# Directions
Pick up the passage on school reopenings and the meal plan after its final sentence and continue it.

Callwood said that the Board issued a certification of the reopening of the following elementary schools: Pearl B. Larsen, Juanita Gardine, Lew Muckle, Alfredo Andrews, Eulalie R. Rivera, Ricardo Richards, Claude O. Markoe and Arthur A. Richards Junior High which is located at St. Croix Educational Complex.

In late February 2021, he added that the School Plants and Facilities (SPF) committee made a concerted effort to conduct school walkthroughs in the St. Thomas/St. John district. She pointed out that scheduling conflicts, the Committee visited Ulla Muller Elementary, Jane E. Tuitt Elementary, Lockhart Elementary, Joseph Sibilly Elementary, Yvonne Milliner-Bowsky, and Joseph Gomez Elementary. After subsequent discussions with the Department regarding their findings, issues, and concerns, a resolution number was issued.

Callwood said some of the Board’s concerns for curriculum and student instruction were: (1)Based upon the Principals’ reporting, the VIBE recommends more sustainable support for the Department’s maintenance division through line-item budgeting and identified ongoing financial sourcing,(2) Conduct a financial audit of the VIDOE for VIBE’s review in areas of maintenance and student achievement, (3) For reporting of the 2021-2022 school year, the Department must convene an interagency meeting for stakeholder input on the reopening plan which must be provided to VIBE by July 15, 2021, and (4) Incomplete curriculum framework, scope, and sequence for the following subject: VI History, Cultural Education, Physical Education, Agriculture, and Health.
Racquel Berry-Benjamin, Commissioner, VIDOE, said for the 2021-2022 school year, the Department will operate in-person, the GREEN Phase, of its reopening of the school plan. She pointed out that if a student, class, or school experiences COVID-19 symptoms, that specific student, class, or school would revert to 100-percent virtual (RED PHASE) or a hybrid, where applicable until the Department clears every one being of good health to in-person learning.

According to Berry-Benjamin, VIDOE has equipped its schools with the necessary technology to seamlessly move from in-person operations to virtual/hybrid processes when necessary. All students needing a laptop computer or MiFi internet device will be issued these items when school reopens.

The Commissioner pointed out that the Department will continue to serve breakfast and lunch for all students in the following manner: (1) Students in grades PreK-3 will receive covered breakfast and lunch in their classroom; (2) Students in grades 4-12 will receive covered breakfast and lunch at a designated area on campus in a grab-and-go format; (3) Cafeterias will remain closed to avoid large crowds congregating; and (4) Parents/guardians of students enrolled in the virtual pilot program may pick up meals at the school nearest to their homes.

# Exercise data
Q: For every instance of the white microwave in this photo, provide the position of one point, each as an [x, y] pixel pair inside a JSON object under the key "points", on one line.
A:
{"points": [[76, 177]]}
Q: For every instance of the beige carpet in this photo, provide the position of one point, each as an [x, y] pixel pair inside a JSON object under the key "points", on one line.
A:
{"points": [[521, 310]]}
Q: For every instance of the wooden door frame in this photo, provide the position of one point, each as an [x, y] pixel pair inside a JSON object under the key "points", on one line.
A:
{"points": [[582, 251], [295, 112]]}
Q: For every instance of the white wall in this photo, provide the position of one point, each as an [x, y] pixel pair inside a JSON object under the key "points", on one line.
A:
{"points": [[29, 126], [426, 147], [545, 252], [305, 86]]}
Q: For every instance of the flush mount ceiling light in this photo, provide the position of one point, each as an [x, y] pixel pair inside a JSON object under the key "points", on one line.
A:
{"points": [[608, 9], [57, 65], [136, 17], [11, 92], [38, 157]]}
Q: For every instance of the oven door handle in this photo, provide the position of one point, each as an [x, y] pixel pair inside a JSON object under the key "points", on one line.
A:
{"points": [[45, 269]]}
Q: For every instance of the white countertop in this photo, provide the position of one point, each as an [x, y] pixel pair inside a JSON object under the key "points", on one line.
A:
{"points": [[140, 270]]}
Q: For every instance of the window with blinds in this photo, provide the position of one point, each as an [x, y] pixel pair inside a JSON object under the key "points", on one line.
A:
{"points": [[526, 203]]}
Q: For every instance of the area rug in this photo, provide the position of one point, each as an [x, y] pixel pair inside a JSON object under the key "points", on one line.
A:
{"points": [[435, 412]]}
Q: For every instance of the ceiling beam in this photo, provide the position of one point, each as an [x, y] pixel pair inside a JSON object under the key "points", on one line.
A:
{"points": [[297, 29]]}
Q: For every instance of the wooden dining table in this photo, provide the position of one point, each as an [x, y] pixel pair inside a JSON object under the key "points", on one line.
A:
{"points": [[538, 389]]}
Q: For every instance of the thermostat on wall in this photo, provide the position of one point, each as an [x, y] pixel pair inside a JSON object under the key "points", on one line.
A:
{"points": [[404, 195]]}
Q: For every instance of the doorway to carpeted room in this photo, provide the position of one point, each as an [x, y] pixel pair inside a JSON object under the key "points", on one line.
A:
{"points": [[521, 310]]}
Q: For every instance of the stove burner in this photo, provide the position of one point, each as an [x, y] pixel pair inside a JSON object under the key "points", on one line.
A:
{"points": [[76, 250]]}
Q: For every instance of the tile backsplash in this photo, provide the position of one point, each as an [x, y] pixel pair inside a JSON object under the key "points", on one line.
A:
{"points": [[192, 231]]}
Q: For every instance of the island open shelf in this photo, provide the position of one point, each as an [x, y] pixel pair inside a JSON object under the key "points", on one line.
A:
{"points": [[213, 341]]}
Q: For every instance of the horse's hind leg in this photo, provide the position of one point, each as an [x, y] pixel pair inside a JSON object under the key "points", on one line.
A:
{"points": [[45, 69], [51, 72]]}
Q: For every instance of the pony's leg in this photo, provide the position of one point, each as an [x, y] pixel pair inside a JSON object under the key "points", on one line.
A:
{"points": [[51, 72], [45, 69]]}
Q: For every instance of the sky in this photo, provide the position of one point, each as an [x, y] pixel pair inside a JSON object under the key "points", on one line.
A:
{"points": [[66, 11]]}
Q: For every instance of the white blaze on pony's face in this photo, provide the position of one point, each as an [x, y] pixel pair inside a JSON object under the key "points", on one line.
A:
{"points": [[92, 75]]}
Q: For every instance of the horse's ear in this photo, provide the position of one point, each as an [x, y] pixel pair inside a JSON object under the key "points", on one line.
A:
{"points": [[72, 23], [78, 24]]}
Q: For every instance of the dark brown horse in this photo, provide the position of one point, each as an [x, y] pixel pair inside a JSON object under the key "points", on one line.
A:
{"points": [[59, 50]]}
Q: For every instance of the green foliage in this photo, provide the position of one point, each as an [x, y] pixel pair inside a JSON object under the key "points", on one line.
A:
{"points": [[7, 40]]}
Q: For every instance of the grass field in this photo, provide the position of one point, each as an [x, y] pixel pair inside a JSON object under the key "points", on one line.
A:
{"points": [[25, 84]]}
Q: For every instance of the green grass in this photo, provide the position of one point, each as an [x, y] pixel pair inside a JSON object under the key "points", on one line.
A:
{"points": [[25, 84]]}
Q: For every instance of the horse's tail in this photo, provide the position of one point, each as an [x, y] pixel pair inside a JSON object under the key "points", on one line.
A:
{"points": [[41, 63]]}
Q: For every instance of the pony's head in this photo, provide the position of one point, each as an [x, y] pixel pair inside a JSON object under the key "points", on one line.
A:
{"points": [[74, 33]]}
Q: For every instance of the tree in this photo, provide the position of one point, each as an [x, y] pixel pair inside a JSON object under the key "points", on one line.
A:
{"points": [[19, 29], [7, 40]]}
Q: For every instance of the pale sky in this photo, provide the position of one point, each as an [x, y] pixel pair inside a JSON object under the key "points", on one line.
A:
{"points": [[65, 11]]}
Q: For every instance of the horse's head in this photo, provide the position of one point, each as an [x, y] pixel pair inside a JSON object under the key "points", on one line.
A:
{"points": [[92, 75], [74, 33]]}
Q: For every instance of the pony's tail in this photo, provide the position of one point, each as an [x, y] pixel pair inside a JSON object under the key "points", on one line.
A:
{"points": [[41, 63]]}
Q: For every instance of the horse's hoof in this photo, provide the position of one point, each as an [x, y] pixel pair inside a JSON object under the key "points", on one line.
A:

# Response area
She added that school bus transportation would operate as follows: (1) School bus transportation will resume across the Territory; (2) Students are required to wear a mask at all times while being transported on the school bus; (3) Under guidance from the Department of Health (VIDOH), students may sit two to a seat on school buses; (4) The VIDOH will conduct regular visits to bus stops to ensure regulations are followed; and (5) School bus drivers are required to wear masks.

The Commissioner added that the Arthur A. Richards K-8 school is a real-time example of the changes accruing. She said the current challenges with the modular units are evidence that they are still experiencing the impact of the 2017 hurricanes. The demolition of the original school campus and the Charlotte Amalie Annex in St. Thomas is evidence that work is being done to modernize and build schools in the Territory. At the same time, they continue to maintain and repair aged facilities.

Regarding the Arthur A. Richards school, the following will be implemented: (1) K-6th students will attend Eulalie Rivera Elementary K-8 School and Eulalie uniform is to be worn; (2)7th -8th-grade students will attend John H. Woodson Jr., High (Woodson school uniform is to be worn; and (3) Claude ). Markoe Elementary 6th graders promoted to 7th grade last school year will attend John H. Woodson Jr. High School.

Senators at Monday morning’s hearing were Chairwoman Genevieve R. Whitaker, Janelle K. Sarauw, Donna A. Frett-Gregory, Kurt A. Vialet, Kenneth L. Gittens, Milton E. Potter, and Carla J. Joseph.